Quoted text:
──────────
This week has been my second week as a Torontonian, and it’s been a weird one. It’s as if, on Monday, I split with myself, letting one version of me go and do her thing, participate and work and meet people, while the rest of me idly wandered around in some sort of disembodied state. Now, at the end of the week, I have reunited my selves. I’m putting the kettle on while rubbing my hands and leaning my back against the kitchen counter, asking me what I’ve been up to this week. Cor blimey! Seems that I’ve been doing a lot, apparently. I started my job? Did another open mic? Edited and geared up for an online magazine release? And other stuff!? Jesus, no wonder I’ve not been able to get out of bed until 3pm this Saturday.
──────────
Material:

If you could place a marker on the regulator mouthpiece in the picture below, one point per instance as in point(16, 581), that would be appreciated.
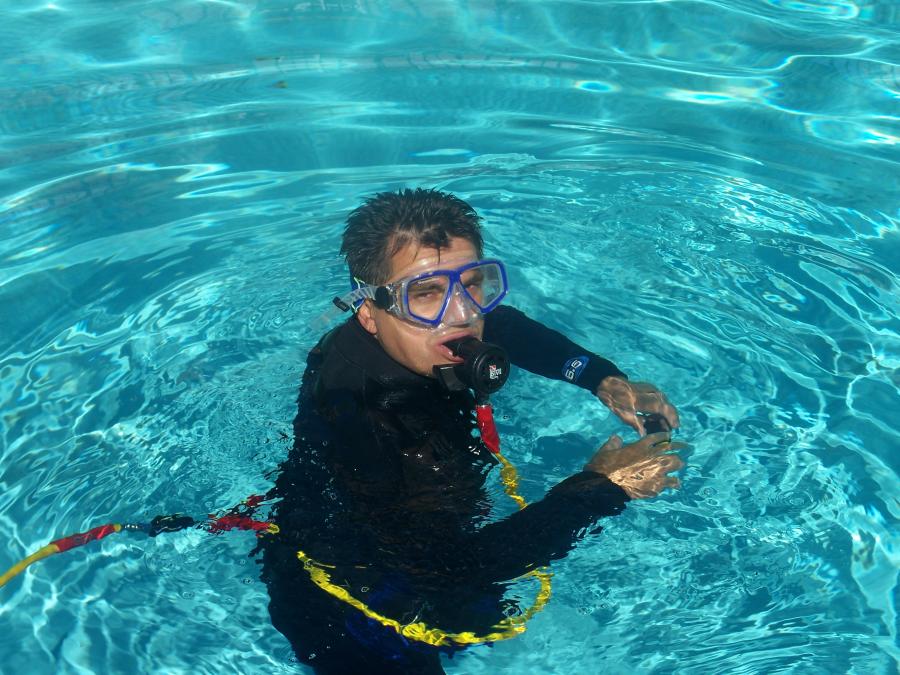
──────────
Written instruction A: In the Toronto post, until what time was the writer unable to get out of bed this Saturday?
Written instruction B: List the three specific activities the Toronto post says the writer did this week.
Written instruction C: Pick up the Toronto post after its last sentence and write one more paragraph in the same voice.
The material above is separate from the Toronto post.

Written response A: 3pm

Written response B:
- Started a job
- Did another open mic
- Edited and geared up for an online magazine release

Written response C:
I started work on the Tuesday. I was terrified the night before - I tried to think back to my feelings when I started my job at The Restaurant, but when I cast my mind back (to what seemed like another lifetime), I could only picture an abundance of work friends waving me goodbye, rather than the fear that gripped me the day I first donned my uniform. I couldn’t sleep, I had those regular pre-first-day worries: what if they realised that they hired me by accident!? I mean, surely, that’s the only way that I could’ve gotten into this job. The next morning I woke up at 6am, which was entirely non-intentional. I had way too much time before I had to be in at the office, so spent the whole morning taking my time getting ready, while dedicating too much brainpower to worrying about what my first day was going to be like. I listened to one of my favourite power-songs, an important song that I keep with me for any occasion: celebration, a much-needed jolt of bravery, cheering oneself up, etc.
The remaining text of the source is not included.